* [TASK] Write out the records below word for word, from the first line through the line that contains "point(329, 322)", and leave out the pictures.

>> START

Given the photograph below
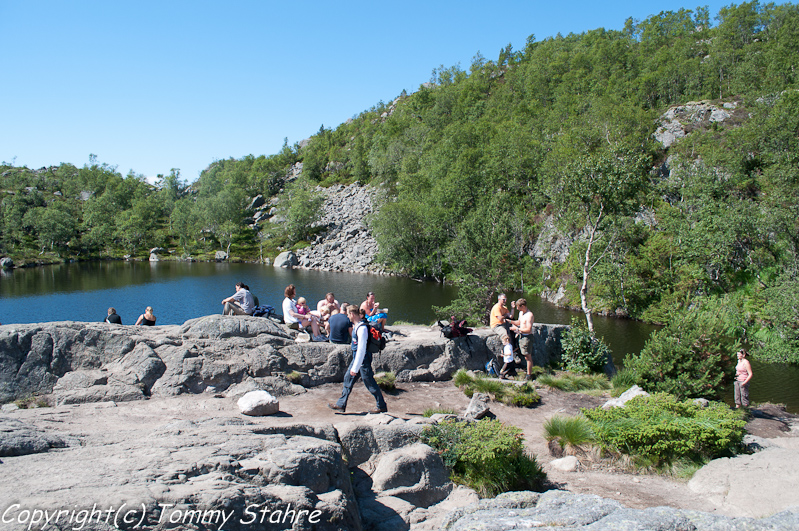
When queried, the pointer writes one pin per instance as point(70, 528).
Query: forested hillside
point(478, 162)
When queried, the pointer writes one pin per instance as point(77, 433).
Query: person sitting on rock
point(240, 303)
point(372, 311)
point(340, 326)
point(302, 306)
point(329, 299)
point(147, 318)
point(113, 317)
point(296, 320)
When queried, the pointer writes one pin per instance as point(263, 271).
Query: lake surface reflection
point(179, 291)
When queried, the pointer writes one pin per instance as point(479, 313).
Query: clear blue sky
point(153, 85)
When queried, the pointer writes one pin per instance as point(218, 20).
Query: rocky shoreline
point(146, 427)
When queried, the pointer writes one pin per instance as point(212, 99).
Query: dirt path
point(410, 400)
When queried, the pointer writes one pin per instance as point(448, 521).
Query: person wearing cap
point(500, 317)
point(113, 317)
point(373, 312)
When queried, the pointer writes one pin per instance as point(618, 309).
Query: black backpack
point(454, 329)
point(375, 342)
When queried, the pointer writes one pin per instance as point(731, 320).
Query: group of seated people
point(329, 322)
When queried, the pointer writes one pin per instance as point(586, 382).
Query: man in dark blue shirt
point(340, 326)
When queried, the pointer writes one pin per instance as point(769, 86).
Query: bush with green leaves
point(510, 394)
point(660, 429)
point(486, 456)
point(689, 358)
point(582, 351)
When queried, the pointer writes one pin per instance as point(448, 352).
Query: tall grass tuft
point(510, 394)
point(575, 382)
point(569, 432)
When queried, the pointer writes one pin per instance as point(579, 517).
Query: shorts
point(501, 331)
point(525, 345)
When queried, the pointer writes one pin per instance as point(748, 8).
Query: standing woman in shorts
point(743, 375)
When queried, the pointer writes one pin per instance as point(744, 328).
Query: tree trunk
point(586, 270)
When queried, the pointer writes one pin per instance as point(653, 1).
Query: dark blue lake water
point(179, 291)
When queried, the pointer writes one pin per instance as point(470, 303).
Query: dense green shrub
point(689, 358)
point(485, 455)
point(510, 394)
point(582, 352)
point(659, 429)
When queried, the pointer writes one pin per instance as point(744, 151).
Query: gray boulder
point(478, 407)
point(556, 509)
point(258, 404)
point(286, 259)
point(230, 468)
point(362, 441)
point(212, 353)
point(83, 386)
point(20, 438)
point(625, 397)
point(414, 473)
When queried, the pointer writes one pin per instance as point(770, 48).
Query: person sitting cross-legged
point(296, 320)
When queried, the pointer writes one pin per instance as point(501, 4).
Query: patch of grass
point(623, 380)
point(386, 380)
point(510, 394)
point(569, 432)
point(572, 382)
point(435, 411)
point(486, 456)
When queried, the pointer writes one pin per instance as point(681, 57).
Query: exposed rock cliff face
point(347, 244)
point(193, 462)
point(94, 362)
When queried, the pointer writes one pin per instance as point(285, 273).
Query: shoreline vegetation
point(649, 172)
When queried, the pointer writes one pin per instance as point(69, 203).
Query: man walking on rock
point(361, 365)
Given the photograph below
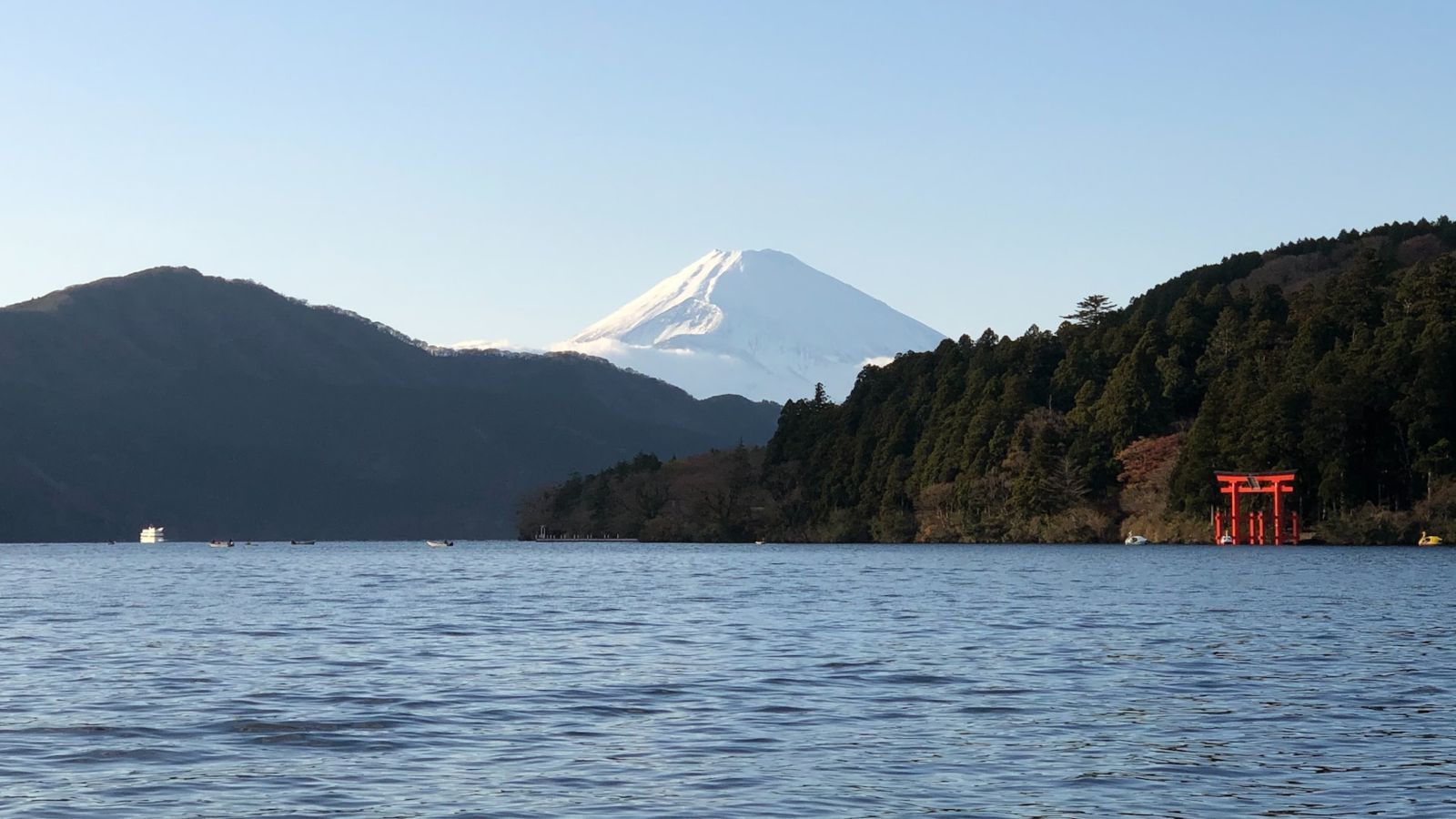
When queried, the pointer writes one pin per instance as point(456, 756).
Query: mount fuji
point(759, 324)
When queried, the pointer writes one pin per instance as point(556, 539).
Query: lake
point(623, 680)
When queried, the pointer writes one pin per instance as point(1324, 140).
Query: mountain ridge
point(223, 409)
point(754, 322)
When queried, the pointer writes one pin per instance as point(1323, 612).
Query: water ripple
point(519, 680)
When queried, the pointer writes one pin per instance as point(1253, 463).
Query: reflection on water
point(521, 680)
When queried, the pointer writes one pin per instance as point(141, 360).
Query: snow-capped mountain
point(759, 324)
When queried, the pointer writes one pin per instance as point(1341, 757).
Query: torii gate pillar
point(1235, 484)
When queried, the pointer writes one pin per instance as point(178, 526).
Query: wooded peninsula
point(1334, 358)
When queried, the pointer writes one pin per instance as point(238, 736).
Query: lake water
point(521, 680)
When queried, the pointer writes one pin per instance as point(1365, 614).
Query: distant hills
point(753, 322)
point(225, 410)
point(1334, 358)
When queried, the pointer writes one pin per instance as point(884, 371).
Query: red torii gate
point(1235, 484)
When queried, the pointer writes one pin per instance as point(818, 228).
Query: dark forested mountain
point(223, 410)
point(1336, 358)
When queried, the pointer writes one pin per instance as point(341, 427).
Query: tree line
point(1334, 358)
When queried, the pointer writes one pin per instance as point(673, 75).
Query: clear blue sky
point(519, 169)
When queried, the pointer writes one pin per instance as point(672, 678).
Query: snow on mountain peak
point(756, 322)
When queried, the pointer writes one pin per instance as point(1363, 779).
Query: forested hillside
point(225, 410)
point(1336, 358)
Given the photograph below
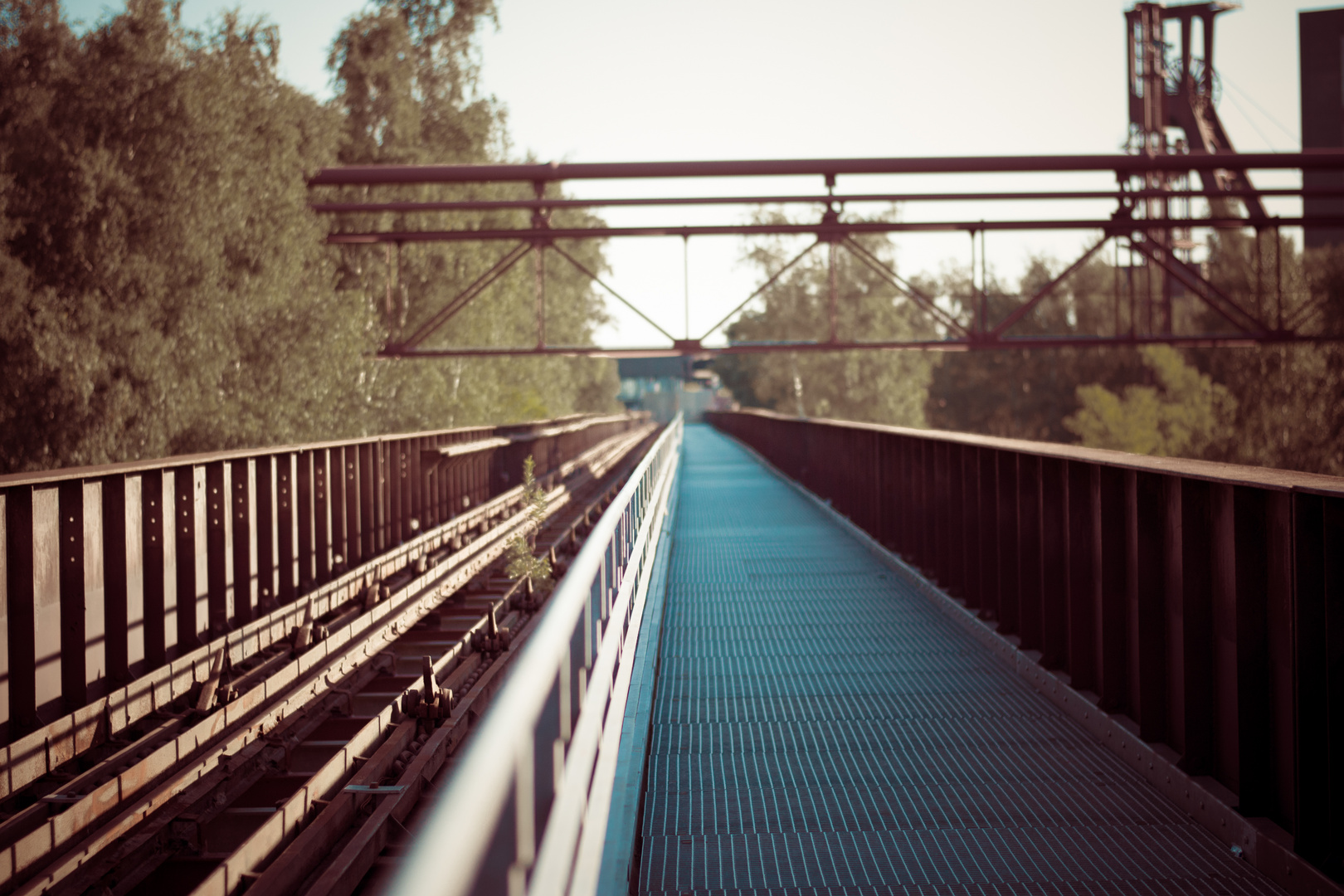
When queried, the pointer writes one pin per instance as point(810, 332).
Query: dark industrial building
point(1322, 35)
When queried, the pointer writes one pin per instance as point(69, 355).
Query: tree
point(173, 290)
point(164, 286)
point(407, 80)
point(1181, 416)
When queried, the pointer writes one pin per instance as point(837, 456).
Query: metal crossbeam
point(1136, 219)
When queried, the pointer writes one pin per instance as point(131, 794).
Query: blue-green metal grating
point(821, 728)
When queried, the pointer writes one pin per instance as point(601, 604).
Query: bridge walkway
point(821, 728)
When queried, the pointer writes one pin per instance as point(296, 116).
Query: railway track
point(295, 759)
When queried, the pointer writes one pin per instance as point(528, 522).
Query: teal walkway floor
point(821, 728)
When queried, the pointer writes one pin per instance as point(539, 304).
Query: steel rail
point(449, 674)
point(1114, 226)
point(975, 342)
point(816, 199)
point(355, 853)
point(69, 737)
point(548, 718)
point(548, 173)
point(290, 689)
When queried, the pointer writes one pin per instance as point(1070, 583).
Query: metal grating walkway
point(821, 728)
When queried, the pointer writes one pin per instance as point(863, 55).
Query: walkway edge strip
point(1264, 844)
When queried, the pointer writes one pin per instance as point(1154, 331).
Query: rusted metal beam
point(823, 230)
point(957, 344)
point(548, 173)
point(793, 199)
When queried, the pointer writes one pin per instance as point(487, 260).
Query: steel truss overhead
point(1142, 222)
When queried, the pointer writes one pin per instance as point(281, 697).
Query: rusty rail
point(110, 572)
point(121, 830)
point(526, 806)
point(1200, 606)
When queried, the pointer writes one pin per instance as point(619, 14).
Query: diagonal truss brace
point(1045, 292)
point(1210, 295)
point(463, 299)
point(902, 285)
point(760, 289)
point(617, 296)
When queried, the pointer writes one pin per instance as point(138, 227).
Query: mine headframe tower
point(1172, 84)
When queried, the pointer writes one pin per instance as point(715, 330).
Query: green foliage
point(1291, 398)
point(163, 285)
point(880, 387)
point(1181, 416)
point(522, 563)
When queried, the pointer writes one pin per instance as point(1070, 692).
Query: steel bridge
point(782, 655)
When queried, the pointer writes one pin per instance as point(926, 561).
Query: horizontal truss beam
point(691, 348)
point(830, 232)
point(546, 173)
point(491, 204)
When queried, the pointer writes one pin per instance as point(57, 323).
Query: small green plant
point(522, 562)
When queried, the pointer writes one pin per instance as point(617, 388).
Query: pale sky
point(629, 80)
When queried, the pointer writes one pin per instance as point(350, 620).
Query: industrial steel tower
point(1172, 88)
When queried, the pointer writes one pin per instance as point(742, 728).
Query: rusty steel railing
point(1199, 605)
point(526, 807)
point(113, 571)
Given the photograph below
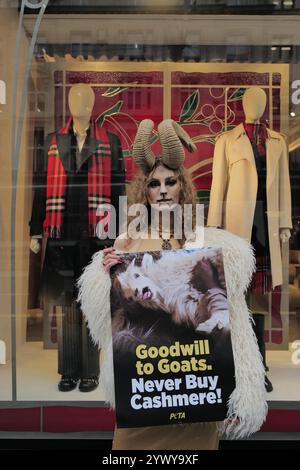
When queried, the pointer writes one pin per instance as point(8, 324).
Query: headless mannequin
point(254, 104)
point(250, 194)
point(81, 102)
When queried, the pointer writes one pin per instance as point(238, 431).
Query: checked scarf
point(99, 187)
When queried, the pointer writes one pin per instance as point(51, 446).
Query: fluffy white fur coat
point(247, 404)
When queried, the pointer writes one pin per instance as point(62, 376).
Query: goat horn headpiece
point(172, 138)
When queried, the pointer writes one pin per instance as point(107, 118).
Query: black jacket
point(76, 167)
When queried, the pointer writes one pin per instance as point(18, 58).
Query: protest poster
point(173, 360)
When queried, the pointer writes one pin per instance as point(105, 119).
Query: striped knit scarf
point(99, 187)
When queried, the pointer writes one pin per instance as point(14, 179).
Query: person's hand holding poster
point(173, 359)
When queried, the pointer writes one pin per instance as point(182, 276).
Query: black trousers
point(77, 355)
point(65, 261)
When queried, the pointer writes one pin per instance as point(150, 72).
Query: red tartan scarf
point(99, 187)
point(257, 134)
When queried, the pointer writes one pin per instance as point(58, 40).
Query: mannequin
point(81, 163)
point(251, 196)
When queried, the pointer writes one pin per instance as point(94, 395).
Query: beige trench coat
point(234, 189)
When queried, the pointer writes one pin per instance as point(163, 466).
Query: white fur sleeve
point(94, 296)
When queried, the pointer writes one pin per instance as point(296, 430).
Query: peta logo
point(296, 354)
point(2, 92)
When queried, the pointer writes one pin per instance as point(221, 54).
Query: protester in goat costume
point(156, 184)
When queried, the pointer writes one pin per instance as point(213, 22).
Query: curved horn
point(172, 136)
point(142, 153)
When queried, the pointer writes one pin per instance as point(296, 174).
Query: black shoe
point(268, 385)
point(87, 384)
point(66, 384)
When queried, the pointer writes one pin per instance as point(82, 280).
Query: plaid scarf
point(99, 188)
point(257, 134)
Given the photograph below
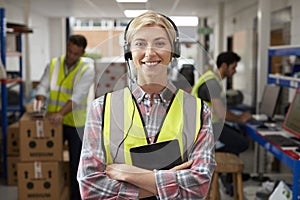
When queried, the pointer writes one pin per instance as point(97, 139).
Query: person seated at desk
point(209, 87)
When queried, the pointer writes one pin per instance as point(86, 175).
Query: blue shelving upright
point(5, 107)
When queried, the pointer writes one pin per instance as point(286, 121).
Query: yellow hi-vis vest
point(61, 89)
point(123, 126)
point(204, 78)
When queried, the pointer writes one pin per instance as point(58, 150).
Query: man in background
point(209, 87)
point(66, 82)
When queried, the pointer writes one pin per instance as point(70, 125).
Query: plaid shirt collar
point(164, 96)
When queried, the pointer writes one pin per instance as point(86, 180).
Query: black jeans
point(74, 142)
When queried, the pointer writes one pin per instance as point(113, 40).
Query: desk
point(280, 154)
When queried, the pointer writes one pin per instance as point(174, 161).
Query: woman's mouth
point(151, 63)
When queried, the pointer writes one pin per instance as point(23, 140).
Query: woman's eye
point(140, 44)
point(160, 44)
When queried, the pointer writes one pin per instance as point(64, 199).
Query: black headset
point(176, 44)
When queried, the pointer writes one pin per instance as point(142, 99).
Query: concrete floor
point(250, 186)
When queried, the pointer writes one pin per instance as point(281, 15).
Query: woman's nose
point(150, 50)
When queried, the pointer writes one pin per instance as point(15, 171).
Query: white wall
point(39, 46)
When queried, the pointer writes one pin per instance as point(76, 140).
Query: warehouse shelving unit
point(14, 78)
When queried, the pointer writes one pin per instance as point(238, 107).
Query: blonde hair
point(147, 19)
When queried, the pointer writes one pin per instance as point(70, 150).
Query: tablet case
point(162, 155)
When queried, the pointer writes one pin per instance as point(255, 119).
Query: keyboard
point(282, 141)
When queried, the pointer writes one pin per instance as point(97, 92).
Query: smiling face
point(151, 53)
point(231, 70)
point(73, 54)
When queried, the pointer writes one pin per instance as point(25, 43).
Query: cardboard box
point(40, 180)
point(40, 140)
point(12, 175)
point(13, 140)
point(66, 194)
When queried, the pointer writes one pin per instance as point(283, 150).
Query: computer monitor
point(269, 100)
point(291, 121)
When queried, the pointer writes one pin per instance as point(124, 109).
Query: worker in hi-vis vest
point(148, 140)
point(209, 87)
point(65, 85)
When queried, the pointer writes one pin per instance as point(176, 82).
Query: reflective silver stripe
point(117, 125)
point(62, 103)
point(54, 76)
point(54, 102)
point(189, 124)
point(78, 73)
point(66, 90)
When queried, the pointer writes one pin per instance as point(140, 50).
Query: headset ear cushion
point(177, 52)
point(127, 52)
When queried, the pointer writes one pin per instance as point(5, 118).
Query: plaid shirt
point(182, 184)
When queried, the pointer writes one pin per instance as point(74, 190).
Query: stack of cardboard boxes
point(13, 153)
point(41, 170)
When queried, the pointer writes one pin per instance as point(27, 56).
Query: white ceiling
point(112, 9)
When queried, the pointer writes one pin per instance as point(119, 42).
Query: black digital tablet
point(161, 155)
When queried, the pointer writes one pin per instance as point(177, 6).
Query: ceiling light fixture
point(133, 13)
point(185, 20)
point(131, 1)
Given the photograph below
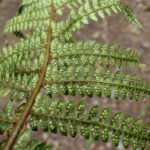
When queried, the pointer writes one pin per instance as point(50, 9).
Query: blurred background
point(112, 30)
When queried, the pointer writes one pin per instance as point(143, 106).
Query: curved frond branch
point(10, 86)
point(35, 91)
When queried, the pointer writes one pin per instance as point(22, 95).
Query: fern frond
point(31, 145)
point(86, 53)
point(37, 15)
point(65, 30)
point(60, 115)
point(6, 117)
point(81, 79)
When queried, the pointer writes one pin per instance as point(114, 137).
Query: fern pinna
point(47, 62)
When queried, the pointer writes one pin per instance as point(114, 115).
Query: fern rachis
point(47, 62)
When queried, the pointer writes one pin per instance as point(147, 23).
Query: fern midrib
point(7, 85)
point(93, 123)
point(80, 17)
point(8, 121)
point(37, 9)
point(102, 82)
point(70, 54)
point(15, 133)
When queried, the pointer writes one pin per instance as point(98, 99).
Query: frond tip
point(59, 115)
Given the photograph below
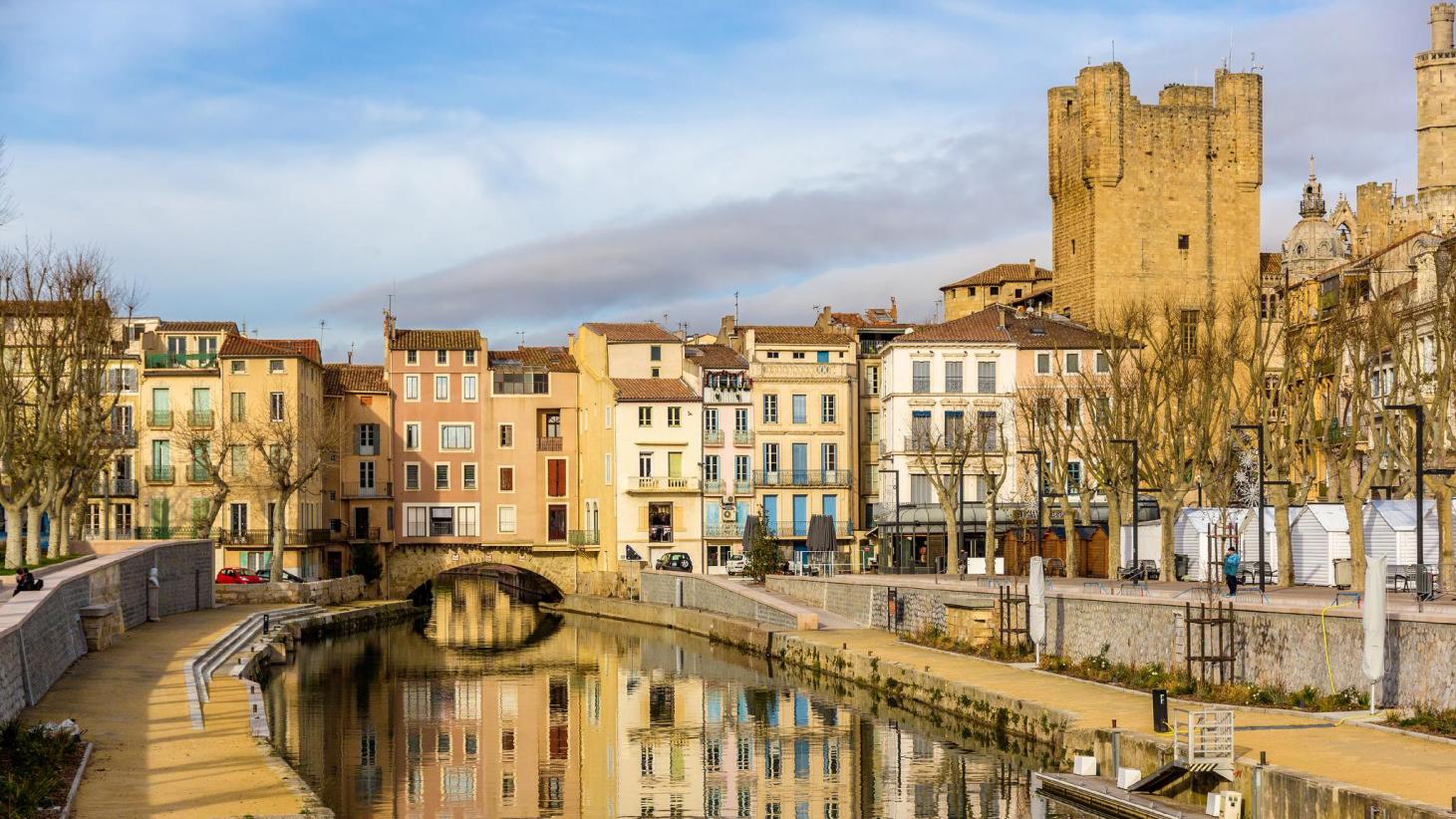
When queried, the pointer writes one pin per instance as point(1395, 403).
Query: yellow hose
point(1323, 635)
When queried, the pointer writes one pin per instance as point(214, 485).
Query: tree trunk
point(13, 547)
point(1354, 515)
point(1114, 536)
point(1285, 543)
point(1443, 536)
point(32, 536)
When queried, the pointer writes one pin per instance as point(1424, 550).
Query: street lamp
point(1259, 430)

>> END

* [CORRECT OUTPUT]
Given the photograph below
When queried, the pointer writes one pin per instance as point(70, 528).
Query: forested hillside
point(478, 162)
When queried, the pointer writes one pin per instance as point(77, 433).
Query: person sitting on rock
point(240, 303)
point(372, 311)
point(340, 326)
point(302, 306)
point(329, 299)
point(147, 318)
point(113, 317)
point(296, 320)
When queried, the pointer writes one pin per instance as point(263, 271).
Query: lake surface reflection
point(179, 291)
When queried, the pointer writes one pin per instance as point(479, 313).
Query: clear blue sky
point(153, 85)
When queried, the pointer writes one pin per instance as point(218, 20).
Query: rocky shoreline
point(146, 427)
When queried, the pointer writes one pin per instance as point(212, 99).
Query: dirt path
point(410, 400)
When queried, the pointer writes one pin per instance as point(448, 521).
Query: person wearing cap
point(500, 317)
point(113, 317)
point(373, 312)
When queried, the pointer writes one pin per instance as point(618, 309).
Query: black backpack
point(454, 329)
point(375, 342)
When queried, the pointer writes one pin per instance as point(731, 320).
Query: group of seated people
point(329, 322)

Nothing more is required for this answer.